--- Begin Record excerpts ---
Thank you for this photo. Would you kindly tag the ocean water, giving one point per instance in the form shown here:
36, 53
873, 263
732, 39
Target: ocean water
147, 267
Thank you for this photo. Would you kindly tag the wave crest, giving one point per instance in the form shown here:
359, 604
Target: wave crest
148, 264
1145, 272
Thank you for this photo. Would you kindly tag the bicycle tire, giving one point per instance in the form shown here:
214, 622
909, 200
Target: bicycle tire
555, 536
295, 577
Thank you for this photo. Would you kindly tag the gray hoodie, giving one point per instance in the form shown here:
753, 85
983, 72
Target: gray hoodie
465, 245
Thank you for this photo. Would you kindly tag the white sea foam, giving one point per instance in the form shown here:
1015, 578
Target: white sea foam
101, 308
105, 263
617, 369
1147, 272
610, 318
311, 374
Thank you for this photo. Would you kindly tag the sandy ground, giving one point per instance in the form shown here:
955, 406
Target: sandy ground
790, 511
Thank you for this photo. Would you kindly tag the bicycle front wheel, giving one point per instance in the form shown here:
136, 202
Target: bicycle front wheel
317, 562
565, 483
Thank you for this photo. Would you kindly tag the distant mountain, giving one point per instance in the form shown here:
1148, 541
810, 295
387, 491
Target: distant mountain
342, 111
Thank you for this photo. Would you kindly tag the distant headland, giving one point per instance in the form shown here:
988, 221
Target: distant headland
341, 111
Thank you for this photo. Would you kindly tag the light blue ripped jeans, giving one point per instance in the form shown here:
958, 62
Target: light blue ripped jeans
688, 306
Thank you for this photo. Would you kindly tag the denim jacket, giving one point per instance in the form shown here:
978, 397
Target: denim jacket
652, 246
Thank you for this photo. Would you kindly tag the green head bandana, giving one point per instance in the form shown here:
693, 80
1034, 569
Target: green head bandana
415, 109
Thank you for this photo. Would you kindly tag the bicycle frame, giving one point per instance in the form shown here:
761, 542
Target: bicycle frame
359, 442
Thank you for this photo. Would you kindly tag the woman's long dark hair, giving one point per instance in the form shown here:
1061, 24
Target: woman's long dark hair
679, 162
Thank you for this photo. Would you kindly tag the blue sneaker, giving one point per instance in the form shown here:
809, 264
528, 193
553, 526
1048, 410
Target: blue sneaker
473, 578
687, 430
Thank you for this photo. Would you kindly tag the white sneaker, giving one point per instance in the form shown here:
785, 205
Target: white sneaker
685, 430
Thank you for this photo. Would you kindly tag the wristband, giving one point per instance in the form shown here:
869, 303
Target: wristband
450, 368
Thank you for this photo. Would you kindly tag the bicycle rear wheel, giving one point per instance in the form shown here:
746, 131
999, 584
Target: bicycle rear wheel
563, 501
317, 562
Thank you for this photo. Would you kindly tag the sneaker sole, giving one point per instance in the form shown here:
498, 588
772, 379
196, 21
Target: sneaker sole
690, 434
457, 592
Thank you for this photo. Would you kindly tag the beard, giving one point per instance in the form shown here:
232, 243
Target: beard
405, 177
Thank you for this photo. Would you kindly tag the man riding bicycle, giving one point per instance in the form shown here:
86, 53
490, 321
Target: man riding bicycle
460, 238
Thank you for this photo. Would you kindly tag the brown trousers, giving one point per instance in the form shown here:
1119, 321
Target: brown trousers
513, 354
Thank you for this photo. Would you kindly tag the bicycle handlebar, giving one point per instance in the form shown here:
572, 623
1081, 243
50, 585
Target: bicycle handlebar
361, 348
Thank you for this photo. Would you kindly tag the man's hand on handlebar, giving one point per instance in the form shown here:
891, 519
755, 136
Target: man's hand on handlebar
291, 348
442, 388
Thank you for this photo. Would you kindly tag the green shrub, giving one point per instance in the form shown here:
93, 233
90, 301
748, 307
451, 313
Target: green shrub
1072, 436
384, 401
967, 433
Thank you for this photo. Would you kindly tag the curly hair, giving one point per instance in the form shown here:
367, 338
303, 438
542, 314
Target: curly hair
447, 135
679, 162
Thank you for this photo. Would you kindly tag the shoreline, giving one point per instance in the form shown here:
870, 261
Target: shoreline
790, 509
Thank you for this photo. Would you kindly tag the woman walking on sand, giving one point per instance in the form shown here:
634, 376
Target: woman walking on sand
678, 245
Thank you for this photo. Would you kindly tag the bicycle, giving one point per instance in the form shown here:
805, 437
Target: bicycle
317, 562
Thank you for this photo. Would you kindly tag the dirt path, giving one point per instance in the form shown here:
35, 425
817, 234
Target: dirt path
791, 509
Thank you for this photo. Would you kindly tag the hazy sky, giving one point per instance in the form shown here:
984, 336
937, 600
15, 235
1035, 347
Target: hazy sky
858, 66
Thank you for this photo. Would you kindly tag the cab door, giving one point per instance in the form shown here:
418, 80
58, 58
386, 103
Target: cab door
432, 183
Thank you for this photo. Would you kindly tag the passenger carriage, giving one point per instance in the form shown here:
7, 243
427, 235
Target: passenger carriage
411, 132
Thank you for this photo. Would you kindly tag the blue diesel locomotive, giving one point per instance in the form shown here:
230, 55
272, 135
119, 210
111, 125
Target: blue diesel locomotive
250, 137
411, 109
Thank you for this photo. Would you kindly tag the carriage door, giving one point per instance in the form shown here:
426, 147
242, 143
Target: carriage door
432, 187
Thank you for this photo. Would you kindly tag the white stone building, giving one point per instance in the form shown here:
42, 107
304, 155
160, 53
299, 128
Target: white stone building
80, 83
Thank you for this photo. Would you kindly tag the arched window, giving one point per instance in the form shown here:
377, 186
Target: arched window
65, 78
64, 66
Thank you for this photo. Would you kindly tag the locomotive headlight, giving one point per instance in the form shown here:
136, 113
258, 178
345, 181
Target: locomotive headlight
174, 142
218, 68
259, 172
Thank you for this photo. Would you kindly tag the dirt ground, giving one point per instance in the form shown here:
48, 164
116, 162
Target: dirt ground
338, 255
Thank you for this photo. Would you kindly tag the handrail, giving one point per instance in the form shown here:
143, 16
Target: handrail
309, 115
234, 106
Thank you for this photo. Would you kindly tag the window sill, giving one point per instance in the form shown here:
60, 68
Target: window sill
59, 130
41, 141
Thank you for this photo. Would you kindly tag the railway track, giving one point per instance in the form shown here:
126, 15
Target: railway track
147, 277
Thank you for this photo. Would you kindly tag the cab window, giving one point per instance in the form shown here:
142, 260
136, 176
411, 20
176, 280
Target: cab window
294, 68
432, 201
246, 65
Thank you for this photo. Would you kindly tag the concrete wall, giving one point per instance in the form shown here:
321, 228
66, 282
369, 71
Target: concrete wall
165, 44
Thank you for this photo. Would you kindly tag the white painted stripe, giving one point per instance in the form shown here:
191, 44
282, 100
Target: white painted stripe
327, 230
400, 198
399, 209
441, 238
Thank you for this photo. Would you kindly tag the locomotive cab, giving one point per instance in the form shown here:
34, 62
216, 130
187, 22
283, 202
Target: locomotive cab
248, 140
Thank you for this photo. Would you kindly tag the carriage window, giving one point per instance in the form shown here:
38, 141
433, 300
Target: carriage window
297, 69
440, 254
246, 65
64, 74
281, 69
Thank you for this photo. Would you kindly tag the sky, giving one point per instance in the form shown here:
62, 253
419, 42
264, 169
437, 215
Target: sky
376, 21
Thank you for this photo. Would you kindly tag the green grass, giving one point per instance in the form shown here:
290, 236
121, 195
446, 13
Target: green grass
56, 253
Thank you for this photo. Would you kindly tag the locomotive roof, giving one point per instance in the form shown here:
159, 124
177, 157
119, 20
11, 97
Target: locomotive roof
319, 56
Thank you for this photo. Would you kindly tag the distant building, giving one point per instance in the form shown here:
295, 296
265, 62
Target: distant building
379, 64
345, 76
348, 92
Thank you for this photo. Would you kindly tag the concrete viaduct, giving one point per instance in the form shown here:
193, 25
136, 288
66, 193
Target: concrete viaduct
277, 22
--- End Record excerpts ---
Challenge
Reproduce exactly the line containing "carriage window, giving" and every line after it through the end of the records above, and nothing else.

Problem solution
Thank you for this photo. Would you kindly tag the carriage window, giving one point per instance in the form shown here:
38, 141
433, 300
Target: carriage window
297, 69
440, 254
246, 65
64, 74
281, 69
Thank you for this photo. Would you kindly tag the sky, giving one point per instance in the form shown here:
62, 253
419, 42
264, 169
437, 215
Target: sky
376, 21
Thank you for this photo. Would you kindly tag the green grass, giving one point per instance in the form shown here:
290, 236
121, 195
446, 13
Target: green grass
56, 253
Thank you for this photo. Would you kindly tag the locomotive roof, giving one point per instance in the form shown here:
159, 124
177, 157
119, 20
11, 97
Target: locomotive roof
319, 56
Thank you for this photo. Would you kindly tag the distant building, giving one point per instance in the form shown here:
295, 296
265, 62
Target: distant building
379, 64
345, 76
348, 92
Thank you for this photo. Would you kindly tag the concrete viaduct, giving one point per instance in the form shown here:
193, 25
136, 288
66, 193
Target: concrete viaduct
277, 22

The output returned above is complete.